> Source text:
● ● ● ●

(Reuters) -The U.S. Food and Drug Administration (FDA) on Friday approved Danish drugmaker Novo Nordisk’s once-weekly semaglutide drug as a treatment for obesity, a condition that affects nearly 70% of American adults.
The drugmaker said it was expecting to launch the drug, which would be sold under the brand name Wegovy, in the United States later in June 2021.
The regulatory nod is a big win for Novo, which has seen its core insulin business suffer from tough competition, prompting it to turn toward newer diabetes and obesity drugs to revive growth.
Novo’s revenue growth has been driven by sales of its newer GLP-1 products, which imitate an intestinal hormone that stimulates insulin production, lowers appetite and increases feelings of fullness in patients.
“There is a huge, huge unmet need here,” Doug Langa, Novo’s executive vice president for North America operations, told Reuters on Thursday, ahead of the FDA’s decision.
Langa hopes the improved efficacy of semaglutide will help Novo grow the market further, particularly by convincing more doctors to prescribe the drug while also getting more insurers to include it in their coverage.

● ● ● ●

> Provided records:
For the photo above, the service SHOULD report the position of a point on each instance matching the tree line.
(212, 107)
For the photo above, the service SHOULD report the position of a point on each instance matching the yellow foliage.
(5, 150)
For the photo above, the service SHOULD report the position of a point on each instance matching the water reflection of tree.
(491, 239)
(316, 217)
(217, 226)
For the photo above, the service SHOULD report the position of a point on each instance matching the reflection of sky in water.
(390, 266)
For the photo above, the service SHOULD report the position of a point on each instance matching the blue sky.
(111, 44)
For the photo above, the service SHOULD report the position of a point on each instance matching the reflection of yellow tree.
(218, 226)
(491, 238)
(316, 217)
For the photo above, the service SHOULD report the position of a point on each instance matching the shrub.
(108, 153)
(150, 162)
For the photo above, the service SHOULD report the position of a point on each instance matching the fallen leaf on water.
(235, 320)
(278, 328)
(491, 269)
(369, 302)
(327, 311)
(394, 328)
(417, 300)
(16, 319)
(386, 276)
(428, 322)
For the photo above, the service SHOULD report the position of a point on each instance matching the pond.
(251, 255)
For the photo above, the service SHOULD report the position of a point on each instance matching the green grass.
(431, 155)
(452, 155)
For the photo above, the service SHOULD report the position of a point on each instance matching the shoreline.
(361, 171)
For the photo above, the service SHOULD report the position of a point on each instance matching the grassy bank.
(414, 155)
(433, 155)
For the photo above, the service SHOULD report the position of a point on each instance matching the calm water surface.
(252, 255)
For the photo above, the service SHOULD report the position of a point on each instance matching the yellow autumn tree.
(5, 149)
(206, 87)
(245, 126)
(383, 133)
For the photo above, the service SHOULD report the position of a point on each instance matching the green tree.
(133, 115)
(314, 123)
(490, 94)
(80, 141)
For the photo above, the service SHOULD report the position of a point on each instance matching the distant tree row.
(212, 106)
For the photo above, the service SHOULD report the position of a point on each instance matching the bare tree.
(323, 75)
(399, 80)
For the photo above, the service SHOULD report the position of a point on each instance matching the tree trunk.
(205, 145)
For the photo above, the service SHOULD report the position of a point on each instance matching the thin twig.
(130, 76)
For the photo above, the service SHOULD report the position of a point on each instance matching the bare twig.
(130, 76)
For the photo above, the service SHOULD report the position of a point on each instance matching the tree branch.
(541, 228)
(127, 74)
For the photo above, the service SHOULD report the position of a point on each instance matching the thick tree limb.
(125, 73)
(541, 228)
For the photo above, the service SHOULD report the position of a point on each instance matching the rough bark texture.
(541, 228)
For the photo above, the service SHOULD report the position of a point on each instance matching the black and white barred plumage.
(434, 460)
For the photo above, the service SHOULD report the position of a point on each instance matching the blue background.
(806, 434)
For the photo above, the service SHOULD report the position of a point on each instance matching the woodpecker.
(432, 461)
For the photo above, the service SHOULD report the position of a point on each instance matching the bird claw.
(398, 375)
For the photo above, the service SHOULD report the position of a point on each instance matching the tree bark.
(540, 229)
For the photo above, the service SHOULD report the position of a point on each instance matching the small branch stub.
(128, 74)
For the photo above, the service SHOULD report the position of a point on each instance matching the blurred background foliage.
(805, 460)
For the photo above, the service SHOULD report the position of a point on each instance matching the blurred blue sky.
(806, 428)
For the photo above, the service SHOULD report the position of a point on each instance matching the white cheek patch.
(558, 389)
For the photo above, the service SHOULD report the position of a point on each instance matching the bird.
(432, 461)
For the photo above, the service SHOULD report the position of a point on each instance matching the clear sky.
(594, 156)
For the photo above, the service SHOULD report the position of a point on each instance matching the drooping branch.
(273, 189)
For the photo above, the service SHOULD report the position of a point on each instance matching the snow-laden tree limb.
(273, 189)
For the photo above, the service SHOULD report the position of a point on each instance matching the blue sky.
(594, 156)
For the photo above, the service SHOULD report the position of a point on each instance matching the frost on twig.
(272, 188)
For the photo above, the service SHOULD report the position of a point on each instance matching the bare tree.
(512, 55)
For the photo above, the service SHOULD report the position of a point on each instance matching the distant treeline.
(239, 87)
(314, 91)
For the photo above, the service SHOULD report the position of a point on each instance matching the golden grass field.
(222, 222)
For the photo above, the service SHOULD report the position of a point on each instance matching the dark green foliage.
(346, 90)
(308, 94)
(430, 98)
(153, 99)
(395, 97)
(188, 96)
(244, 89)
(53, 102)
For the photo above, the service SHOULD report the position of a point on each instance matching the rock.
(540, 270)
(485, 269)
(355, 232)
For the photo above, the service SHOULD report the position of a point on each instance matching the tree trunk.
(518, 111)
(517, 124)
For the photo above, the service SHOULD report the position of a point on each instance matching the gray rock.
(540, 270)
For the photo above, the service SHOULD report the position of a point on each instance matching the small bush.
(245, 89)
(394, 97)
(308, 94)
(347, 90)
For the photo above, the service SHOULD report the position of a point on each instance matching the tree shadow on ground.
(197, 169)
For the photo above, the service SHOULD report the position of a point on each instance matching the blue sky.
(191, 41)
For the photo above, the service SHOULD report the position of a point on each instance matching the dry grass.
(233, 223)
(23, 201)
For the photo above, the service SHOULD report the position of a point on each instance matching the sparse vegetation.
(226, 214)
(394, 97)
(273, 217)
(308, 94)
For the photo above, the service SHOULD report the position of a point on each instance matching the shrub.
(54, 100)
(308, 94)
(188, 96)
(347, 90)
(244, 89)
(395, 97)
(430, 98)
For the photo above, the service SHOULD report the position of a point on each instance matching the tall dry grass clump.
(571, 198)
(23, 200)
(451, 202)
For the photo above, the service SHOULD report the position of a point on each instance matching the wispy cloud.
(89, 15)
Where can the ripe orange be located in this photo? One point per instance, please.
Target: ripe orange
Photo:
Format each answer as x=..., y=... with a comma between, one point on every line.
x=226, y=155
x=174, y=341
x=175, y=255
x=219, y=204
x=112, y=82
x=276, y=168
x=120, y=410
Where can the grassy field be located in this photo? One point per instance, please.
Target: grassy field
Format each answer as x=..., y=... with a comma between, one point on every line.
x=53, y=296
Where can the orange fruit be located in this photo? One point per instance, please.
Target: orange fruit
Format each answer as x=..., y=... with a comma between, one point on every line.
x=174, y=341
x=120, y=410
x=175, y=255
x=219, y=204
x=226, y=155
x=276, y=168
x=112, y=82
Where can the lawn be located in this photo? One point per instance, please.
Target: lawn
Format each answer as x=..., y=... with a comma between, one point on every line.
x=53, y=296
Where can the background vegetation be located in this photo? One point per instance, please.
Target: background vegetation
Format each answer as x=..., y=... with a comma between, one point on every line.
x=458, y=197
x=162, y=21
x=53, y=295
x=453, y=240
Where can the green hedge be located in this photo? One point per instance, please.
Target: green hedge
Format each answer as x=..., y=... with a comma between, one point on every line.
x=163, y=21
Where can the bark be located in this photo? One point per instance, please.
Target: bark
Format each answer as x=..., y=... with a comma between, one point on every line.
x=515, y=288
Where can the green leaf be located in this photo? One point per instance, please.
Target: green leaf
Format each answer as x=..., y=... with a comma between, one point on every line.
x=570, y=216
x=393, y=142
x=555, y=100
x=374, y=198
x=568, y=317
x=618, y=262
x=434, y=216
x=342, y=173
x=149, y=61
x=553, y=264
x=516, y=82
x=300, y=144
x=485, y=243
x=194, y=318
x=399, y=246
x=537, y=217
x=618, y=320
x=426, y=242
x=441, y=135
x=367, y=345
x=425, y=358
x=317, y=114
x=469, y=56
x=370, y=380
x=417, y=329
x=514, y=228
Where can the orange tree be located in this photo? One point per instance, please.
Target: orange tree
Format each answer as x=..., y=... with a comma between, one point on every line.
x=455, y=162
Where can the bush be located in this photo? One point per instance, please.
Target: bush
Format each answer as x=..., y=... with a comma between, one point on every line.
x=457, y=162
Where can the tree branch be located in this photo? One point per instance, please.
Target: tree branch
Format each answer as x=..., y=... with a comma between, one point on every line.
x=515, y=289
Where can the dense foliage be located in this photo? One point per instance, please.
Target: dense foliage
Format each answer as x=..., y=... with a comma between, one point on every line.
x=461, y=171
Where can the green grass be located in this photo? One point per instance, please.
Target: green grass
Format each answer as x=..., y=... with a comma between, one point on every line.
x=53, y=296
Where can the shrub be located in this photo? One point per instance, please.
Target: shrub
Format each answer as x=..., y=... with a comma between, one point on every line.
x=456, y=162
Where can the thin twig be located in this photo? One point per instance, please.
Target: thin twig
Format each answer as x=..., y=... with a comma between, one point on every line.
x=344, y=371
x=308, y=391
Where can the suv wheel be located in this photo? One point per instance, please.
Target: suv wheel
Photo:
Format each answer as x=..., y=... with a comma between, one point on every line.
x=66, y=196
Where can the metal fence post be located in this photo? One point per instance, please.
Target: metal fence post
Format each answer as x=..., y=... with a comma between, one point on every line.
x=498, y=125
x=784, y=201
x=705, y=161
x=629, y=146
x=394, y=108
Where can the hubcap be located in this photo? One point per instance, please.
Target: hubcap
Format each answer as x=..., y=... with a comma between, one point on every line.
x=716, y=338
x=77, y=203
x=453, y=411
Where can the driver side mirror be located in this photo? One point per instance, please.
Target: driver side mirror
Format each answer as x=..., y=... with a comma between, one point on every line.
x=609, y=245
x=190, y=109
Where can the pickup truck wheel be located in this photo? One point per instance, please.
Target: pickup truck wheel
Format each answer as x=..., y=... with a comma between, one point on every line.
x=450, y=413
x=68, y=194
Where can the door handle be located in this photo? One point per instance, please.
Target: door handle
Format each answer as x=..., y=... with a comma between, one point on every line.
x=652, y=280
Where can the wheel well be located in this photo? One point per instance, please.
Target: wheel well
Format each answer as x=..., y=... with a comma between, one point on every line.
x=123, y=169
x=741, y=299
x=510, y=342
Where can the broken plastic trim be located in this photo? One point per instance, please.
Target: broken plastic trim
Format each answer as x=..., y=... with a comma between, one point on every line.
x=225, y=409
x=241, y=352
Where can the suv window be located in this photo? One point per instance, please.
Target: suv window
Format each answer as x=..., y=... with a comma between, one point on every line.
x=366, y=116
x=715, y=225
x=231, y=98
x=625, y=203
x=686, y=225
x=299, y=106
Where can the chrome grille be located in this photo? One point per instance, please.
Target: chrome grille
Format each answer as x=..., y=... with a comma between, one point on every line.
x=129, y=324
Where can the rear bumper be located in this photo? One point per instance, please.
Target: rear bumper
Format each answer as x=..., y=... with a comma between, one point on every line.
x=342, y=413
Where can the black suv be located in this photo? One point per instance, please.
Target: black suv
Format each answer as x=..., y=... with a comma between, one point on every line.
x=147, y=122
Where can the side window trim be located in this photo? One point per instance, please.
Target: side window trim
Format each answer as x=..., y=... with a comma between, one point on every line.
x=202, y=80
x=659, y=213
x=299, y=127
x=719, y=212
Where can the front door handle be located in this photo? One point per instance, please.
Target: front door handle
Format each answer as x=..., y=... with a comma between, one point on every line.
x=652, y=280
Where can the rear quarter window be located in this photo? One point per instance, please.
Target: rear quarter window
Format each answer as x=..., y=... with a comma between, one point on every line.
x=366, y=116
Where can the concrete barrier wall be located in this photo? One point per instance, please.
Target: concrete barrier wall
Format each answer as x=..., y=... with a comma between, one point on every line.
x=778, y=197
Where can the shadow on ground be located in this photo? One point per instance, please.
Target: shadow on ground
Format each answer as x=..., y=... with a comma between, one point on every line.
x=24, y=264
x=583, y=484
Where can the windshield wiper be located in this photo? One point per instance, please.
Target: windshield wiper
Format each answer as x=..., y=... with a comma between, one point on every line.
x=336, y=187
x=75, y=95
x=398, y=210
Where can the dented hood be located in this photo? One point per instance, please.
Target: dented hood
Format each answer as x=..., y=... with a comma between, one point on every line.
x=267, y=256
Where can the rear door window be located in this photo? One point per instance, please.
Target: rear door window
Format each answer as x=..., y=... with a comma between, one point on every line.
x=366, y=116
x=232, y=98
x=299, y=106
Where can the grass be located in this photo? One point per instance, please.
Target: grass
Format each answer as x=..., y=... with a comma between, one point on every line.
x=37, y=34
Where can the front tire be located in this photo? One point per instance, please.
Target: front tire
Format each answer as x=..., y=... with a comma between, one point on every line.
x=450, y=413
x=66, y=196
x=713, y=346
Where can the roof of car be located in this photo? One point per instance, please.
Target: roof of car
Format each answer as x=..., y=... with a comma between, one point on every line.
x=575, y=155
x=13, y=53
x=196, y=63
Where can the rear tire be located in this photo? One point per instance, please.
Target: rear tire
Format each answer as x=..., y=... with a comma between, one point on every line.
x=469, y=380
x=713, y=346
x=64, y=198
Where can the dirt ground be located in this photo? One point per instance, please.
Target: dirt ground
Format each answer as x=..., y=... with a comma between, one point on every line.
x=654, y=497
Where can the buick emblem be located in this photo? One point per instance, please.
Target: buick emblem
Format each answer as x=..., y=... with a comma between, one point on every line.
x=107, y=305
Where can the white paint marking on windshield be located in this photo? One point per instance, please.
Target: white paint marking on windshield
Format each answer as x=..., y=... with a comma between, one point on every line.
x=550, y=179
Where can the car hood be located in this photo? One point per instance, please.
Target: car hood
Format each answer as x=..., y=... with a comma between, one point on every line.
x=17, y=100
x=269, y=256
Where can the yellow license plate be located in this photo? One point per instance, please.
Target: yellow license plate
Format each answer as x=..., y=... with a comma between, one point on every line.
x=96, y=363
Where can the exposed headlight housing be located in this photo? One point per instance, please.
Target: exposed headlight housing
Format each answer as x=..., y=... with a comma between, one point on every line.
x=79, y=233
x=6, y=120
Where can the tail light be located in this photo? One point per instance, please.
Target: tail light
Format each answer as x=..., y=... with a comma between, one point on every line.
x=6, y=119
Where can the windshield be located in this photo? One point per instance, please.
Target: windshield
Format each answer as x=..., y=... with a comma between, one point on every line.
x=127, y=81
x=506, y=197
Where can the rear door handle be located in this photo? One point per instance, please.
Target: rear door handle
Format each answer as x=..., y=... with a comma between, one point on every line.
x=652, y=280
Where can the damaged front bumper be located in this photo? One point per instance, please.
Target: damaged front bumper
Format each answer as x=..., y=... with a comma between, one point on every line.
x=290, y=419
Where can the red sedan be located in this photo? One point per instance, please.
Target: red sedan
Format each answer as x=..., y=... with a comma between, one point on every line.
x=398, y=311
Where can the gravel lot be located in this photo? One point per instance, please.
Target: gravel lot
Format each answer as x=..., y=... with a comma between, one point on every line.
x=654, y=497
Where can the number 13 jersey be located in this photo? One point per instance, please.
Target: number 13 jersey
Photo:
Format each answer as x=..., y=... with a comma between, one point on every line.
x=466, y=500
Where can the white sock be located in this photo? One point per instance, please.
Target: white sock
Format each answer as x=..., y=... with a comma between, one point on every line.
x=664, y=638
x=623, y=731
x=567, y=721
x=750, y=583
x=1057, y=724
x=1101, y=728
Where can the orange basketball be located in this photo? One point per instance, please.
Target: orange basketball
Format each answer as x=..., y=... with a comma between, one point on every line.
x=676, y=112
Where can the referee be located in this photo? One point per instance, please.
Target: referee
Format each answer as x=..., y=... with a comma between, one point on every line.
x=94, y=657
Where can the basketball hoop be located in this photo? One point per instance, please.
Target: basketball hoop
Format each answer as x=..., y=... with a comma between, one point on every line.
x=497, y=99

● ● ● ●

> Actions to take:
1 - Answer these from the Reuters report on the FDA approval of Novo Nordisk's obesity drug:
(a) Under what brand name would the drug be sold?
(b) What share of American adults does the report say obesity affects?
(c) What position does Doug Langa hold at Novo?
2 - Carry the Reuters report on the FDA approval of Novo Nordisk's obesity drug forward from its last sentence.
The material isn't needed for what follows.

> Your responses:
1 -
(a) Wegovy
(b) Nearly 70%
(c) Executive vice president for North America operations

2 -
Novo, the first to introduce GLP-1 drugs on the obesity market, could benefit from more rivals entering the field to help brand obesity drug treatment among general practitioners.
The FDA approved a dosage of 2.4 milligram semaglutide as a treatment for adults with obesity as an adjunct to physical exercise and reduced-calorie diet, Novo said.
The under-the-skin injection is the first drug to be approved for chronic weight management in adults with general obesity or who are overweight since 2014, the FDA said. (bit.ly/34OdzdH)
Novo is gearing up for the launch of semaglutide with around 350 to 400 sales representatives ready to sell the product, Langa said, but he declined to disclose how much Novo expected to spend on marketing.